§ Problem: Reproduce, word for word, everything in the items below from the line containing "Mark the window" down to the line containing "point(24, 89)", including both of those lines.
** start of Materials provided **
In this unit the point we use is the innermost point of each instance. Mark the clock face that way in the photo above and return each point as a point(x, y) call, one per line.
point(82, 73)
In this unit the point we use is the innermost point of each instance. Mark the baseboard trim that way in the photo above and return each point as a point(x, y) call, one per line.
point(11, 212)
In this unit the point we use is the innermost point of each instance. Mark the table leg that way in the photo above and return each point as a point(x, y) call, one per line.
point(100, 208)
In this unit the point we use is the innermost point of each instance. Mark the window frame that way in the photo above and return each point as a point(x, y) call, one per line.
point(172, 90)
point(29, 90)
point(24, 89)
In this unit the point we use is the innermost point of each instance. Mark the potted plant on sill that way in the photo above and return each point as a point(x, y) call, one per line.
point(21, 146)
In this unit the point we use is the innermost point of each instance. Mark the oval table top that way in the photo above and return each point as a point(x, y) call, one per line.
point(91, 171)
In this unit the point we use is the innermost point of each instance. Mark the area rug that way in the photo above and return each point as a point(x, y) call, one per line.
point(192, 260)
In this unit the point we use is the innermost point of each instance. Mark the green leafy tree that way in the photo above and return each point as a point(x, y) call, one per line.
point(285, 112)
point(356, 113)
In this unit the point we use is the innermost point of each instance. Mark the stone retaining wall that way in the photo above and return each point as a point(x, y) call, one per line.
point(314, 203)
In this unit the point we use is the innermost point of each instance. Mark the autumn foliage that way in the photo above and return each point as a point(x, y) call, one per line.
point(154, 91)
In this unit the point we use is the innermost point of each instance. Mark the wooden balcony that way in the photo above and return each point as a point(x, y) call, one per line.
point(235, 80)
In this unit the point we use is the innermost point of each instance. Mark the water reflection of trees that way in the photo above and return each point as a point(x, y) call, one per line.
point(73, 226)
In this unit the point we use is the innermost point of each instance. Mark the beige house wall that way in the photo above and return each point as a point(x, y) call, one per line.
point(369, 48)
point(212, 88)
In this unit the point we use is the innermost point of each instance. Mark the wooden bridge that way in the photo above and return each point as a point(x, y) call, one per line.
** end of Materials provided **
§ The result:
In this unit the point we use is the innermost point of each instance. Mark the window frame that way in the photo above and return each point as a point(x, y) call, one per line.
point(172, 90)
point(29, 90)
point(24, 89)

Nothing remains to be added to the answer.